Prompt –
Extend the transcript of the Saturday Night Live sketch "Will's Thoughts," picking up right after its final line.

SNL Transcripts: Will Ferrell: 05/14/05: Will’s Thoughts



 Saturday Night Live Transcripts


  Season 30: Episode 19





04s: Will Ferrell / Queens of the Stone Age

Will’s Thoughts

…..Will Ferrell
…..Tina Fey
…..Chris Parnell
…..Amy Poehler
…..Finesse Mitchell
…..Kenan Thompson
…..Lorne Michaels

[ open on backstage hallway at Studio 8-H. Taking her cue, Tina Fey begins walking down the hall as she clutches her bottled water and pretends to read from this week’s script. ]

Will Ferrell: Hey, Tina. How close are we to air?

Tina Fey: Oh, about ten minutes, but, uh.. Jen will come get you.

Will Ferrell: Thank God. Isn’t it weird, me being in the host’s dressing room?

Tina Fey: [ laughs condescendingly ] Don’t be nervous, it’s gonna be great! [ continues walking down the hall ]

Will Ferrell’s Thoughts: Don’t be nervous? What the hell does that mean? How about: “No, Will, it’s not weird at all. You’re a big star now.” Dumb bitch!

[ Will walks down the hall, running into Chris Parnell ]

Chris Parnell: Hey, Will.

Will Ferrell: Hey.

Chris Parnell: I found this old picture of us from the Cowbell sketch, and I got it framed for you.

Will Ferrell’s Thoughts: Oh, man, what is this guy’s name? I worked with him for five years..

Chris Parnell: I like it because we all look so serious in it, you know?

Will Ferrell’s Thoughts: Lance?

Will Ferrell: [ laughs ] That’s true!

Chris Parnell: Yeah.

Will Ferrell’s Thoughts: Dick? Glen. Maybe it’s Glen.

Chris Parnell: Well, it’s just great to see you again.

Will Ferrell: Hey. You too, chief.

[ they hug. Parnell exits in one direction down the hall, and Will exits in the other direction. ]

Will Ferrell’s Thoughts: Whoo! Nice save. Lance did not suspect a thing.

[ Will runs into Amy Poehler ]

Amy Poehler: Hey! Hey, Will.

Will Ferrell: Oh, hey.

Amy Poehler: I saw “Kicking & Screaming.” It was great. Mike Ditka was hilarious!

Will Ferrell: Yeah, yeah, he was great.

Amy Poehler’s Thoughts: Huh? Let me remember – was Mike Ditka in the cast with you? Because I was, and I don’t seem to remember getting a part in that movie.

Will Ferrell: Well, thanks again. I’m really sorry you got cut out of “Anchorman.” You know, that’s the director’s decision.

Amy Poehler: Oh, my God. Don’t worry about it!

Material supplied –
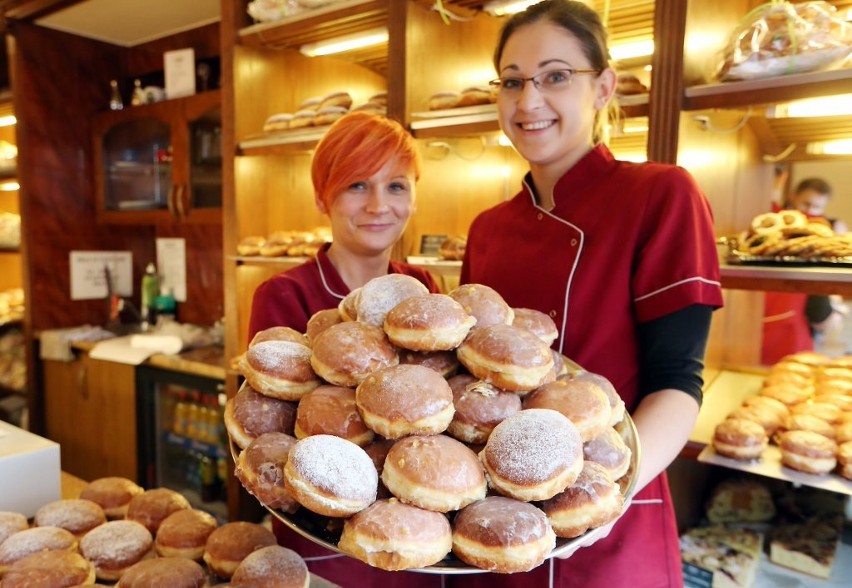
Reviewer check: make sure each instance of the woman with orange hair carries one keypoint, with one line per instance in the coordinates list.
(364, 172)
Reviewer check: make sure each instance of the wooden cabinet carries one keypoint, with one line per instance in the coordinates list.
(90, 410)
(161, 162)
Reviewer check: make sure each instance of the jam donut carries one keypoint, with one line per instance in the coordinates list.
(392, 535)
(174, 572)
(416, 472)
(584, 403)
(50, 569)
(115, 546)
(331, 476)
(272, 566)
(479, 407)
(593, 501)
(249, 414)
(378, 296)
(23, 543)
(502, 535)
(508, 357)
(346, 353)
(432, 322)
(231, 543)
(260, 469)
(113, 494)
(484, 304)
(152, 507)
(331, 410)
(79, 516)
(536, 322)
(280, 369)
(533, 455)
(184, 534)
(405, 400)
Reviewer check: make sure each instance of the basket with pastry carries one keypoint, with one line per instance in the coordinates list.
(790, 236)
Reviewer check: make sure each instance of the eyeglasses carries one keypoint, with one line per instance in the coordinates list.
(545, 82)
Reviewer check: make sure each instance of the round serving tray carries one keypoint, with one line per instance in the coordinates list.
(325, 531)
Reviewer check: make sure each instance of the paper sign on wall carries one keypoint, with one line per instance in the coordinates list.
(171, 265)
(88, 273)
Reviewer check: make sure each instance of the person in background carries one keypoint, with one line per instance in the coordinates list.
(364, 173)
(622, 256)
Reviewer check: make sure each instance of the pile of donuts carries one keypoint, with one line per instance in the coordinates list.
(792, 234)
(805, 408)
(118, 532)
(427, 424)
(322, 111)
(285, 243)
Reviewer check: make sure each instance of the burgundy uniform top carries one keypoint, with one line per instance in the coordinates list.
(290, 298)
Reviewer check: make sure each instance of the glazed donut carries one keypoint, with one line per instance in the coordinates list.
(416, 470)
(378, 296)
(23, 543)
(593, 501)
(484, 304)
(405, 400)
(740, 439)
(536, 322)
(533, 455)
(278, 334)
(808, 452)
(479, 407)
(49, 569)
(610, 451)
(174, 572)
(11, 523)
(331, 410)
(115, 546)
(280, 369)
(444, 362)
(346, 353)
(152, 507)
(509, 357)
(113, 494)
(432, 322)
(320, 321)
(260, 469)
(615, 402)
(272, 566)
(79, 516)
(392, 535)
(583, 402)
(331, 476)
(502, 535)
(231, 543)
(249, 414)
(184, 534)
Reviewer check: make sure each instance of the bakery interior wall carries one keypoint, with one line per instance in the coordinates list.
(60, 81)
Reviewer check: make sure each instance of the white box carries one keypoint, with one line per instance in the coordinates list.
(30, 475)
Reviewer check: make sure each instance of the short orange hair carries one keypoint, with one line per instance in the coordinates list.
(354, 148)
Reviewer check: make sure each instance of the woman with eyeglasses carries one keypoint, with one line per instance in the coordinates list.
(622, 256)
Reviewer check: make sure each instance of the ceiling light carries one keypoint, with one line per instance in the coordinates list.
(345, 43)
(839, 105)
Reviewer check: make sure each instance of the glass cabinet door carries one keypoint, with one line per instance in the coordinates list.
(137, 165)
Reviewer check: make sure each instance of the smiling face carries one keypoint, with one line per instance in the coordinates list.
(369, 216)
(552, 130)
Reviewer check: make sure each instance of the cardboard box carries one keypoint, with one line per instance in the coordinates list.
(29, 470)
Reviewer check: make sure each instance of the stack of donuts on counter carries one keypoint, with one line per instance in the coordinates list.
(424, 424)
(118, 533)
(322, 111)
(805, 407)
(792, 234)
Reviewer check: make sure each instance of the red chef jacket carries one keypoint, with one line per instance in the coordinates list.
(289, 299)
(625, 243)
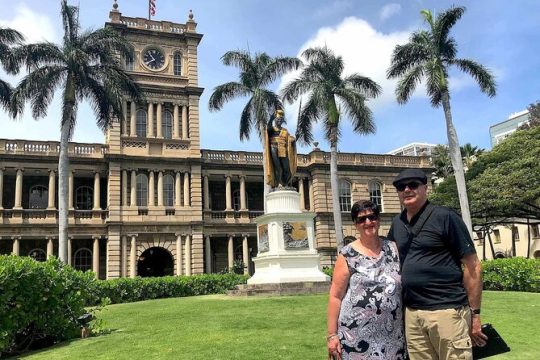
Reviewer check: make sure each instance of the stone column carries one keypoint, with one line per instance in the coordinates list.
(301, 191)
(133, 257)
(177, 190)
(243, 193)
(230, 251)
(123, 256)
(16, 245)
(50, 247)
(95, 257)
(176, 123)
(133, 120)
(186, 189)
(97, 204)
(70, 191)
(184, 123)
(159, 130)
(245, 253)
(207, 255)
(188, 255)
(18, 189)
(179, 256)
(124, 188)
(206, 190)
(133, 194)
(160, 188)
(228, 197)
(124, 117)
(150, 118)
(151, 188)
(52, 190)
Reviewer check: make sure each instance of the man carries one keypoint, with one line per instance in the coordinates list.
(281, 152)
(442, 300)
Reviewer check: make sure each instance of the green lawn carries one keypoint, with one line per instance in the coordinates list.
(292, 327)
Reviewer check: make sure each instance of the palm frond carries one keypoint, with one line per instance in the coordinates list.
(224, 93)
(481, 74)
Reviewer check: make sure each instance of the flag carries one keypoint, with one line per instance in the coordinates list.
(152, 5)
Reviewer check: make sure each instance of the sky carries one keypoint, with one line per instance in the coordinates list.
(501, 35)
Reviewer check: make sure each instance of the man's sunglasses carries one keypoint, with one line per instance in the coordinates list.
(411, 185)
(362, 219)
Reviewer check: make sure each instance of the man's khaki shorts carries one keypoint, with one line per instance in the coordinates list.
(438, 334)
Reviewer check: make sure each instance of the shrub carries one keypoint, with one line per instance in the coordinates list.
(40, 302)
(138, 289)
(512, 274)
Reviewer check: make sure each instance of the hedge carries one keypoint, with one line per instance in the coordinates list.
(40, 302)
(125, 290)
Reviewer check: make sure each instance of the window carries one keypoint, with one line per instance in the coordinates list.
(141, 123)
(84, 198)
(375, 193)
(142, 190)
(166, 125)
(177, 63)
(38, 254)
(129, 60)
(39, 197)
(83, 259)
(345, 196)
(168, 190)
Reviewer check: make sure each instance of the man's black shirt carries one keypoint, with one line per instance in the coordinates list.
(431, 272)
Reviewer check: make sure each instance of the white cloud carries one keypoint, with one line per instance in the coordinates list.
(389, 10)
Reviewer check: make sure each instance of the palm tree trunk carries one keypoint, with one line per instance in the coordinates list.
(457, 163)
(63, 171)
(334, 184)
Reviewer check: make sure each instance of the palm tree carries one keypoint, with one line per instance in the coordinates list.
(7, 37)
(256, 74)
(429, 54)
(86, 66)
(328, 91)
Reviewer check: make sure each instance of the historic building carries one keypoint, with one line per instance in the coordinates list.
(149, 201)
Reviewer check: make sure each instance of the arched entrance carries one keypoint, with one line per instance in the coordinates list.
(155, 261)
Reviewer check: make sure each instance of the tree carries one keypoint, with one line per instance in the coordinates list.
(328, 91)
(86, 66)
(256, 74)
(429, 54)
(8, 37)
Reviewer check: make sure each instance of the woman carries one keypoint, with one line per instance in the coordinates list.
(365, 319)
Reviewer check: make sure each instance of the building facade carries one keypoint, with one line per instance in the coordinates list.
(149, 201)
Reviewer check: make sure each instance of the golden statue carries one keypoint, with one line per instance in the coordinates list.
(281, 152)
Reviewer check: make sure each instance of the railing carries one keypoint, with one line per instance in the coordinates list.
(51, 148)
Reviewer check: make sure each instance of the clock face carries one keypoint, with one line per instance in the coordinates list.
(154, 59)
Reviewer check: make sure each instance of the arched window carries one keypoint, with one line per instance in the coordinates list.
(84, 198)
(39, 197)
(177, 63)
(375, 194)
(168, 190)
(141, 123)
(142, 190)
(38, 254)
(345, 200)
(83, 259)
(166, 124)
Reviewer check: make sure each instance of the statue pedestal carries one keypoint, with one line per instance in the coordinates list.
(285, 235)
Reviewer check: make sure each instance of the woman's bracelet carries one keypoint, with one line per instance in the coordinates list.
(331, 336)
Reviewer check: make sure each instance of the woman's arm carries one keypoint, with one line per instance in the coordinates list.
(340, 282)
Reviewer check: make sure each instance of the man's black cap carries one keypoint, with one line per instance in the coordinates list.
(409, 174)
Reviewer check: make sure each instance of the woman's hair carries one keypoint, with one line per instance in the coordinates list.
(364, 205)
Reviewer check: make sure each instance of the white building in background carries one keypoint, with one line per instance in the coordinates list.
(502, 130)
(413, 149)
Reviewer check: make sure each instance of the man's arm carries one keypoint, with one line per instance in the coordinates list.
(472, 281)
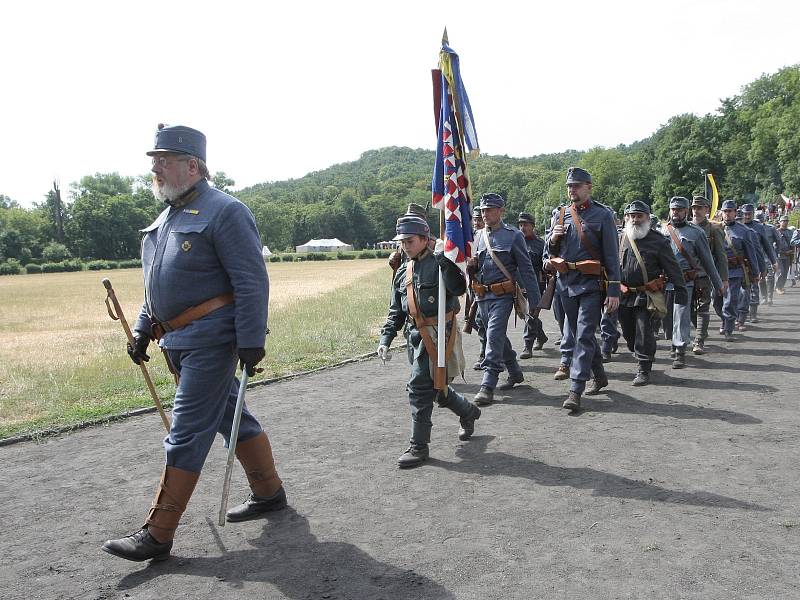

Task answer –
Amy Poehler’s Thoughts: Suck on it, Ron Burgundy!

Amy Poehler: Break a leg.

Will Ferrell: Okay.

[ Amy exits down the hall, as Will prepares a cup of coffee ]

[ Finesse Mitchell steps forward ]

Finesse Mitchell: Hey, Will.

Will Ferrell: Oh, hey, what’s up?

Finesse Mitchell: Not much. Listen, I saw in Entertainment Weekly —

Will Ferrell’s Thoughts: This is Finesse, do not call him Kenan!

Finesse Mitchell: I said, I saw in Entertainment Weekly that you just did a movie with Nicole Kidman.

Will Ferrell: Uh-huh.

Will Ferrell’s Thoughts: Finesse, not Kenan.

Finesse Mitchell: Well, you know, since you’re married and I’m not, I was just wondering if it would be cool if I asked you for Nicole’s number?

Will Ferrell: Oh, totally. It’s, uh.. it’s 310 —

Finesse Mitchell: 310 —

Will Ferrell: 555 —

Finesse Mitchell: 555 —

Will Ferrell: 0123456789..

Finesse Mitchell: That’s too many digits.

Will Ferrell: No, no, no. Movie stars get special —

Will Ferrell’s Thoughts: Finesse, not Kenan.

Will Ferrell: They get longer phone numbers.

Will Ferrell’s Thoughts: Finesse, not Kenan.

Will Ferrell: Because, when you’re famous, you want it to be harder for people to call you.

Will Ferrell’s Thoughts: Finesse, not Kenan.

Will Ferrell: I’ll see you out there, Kenan.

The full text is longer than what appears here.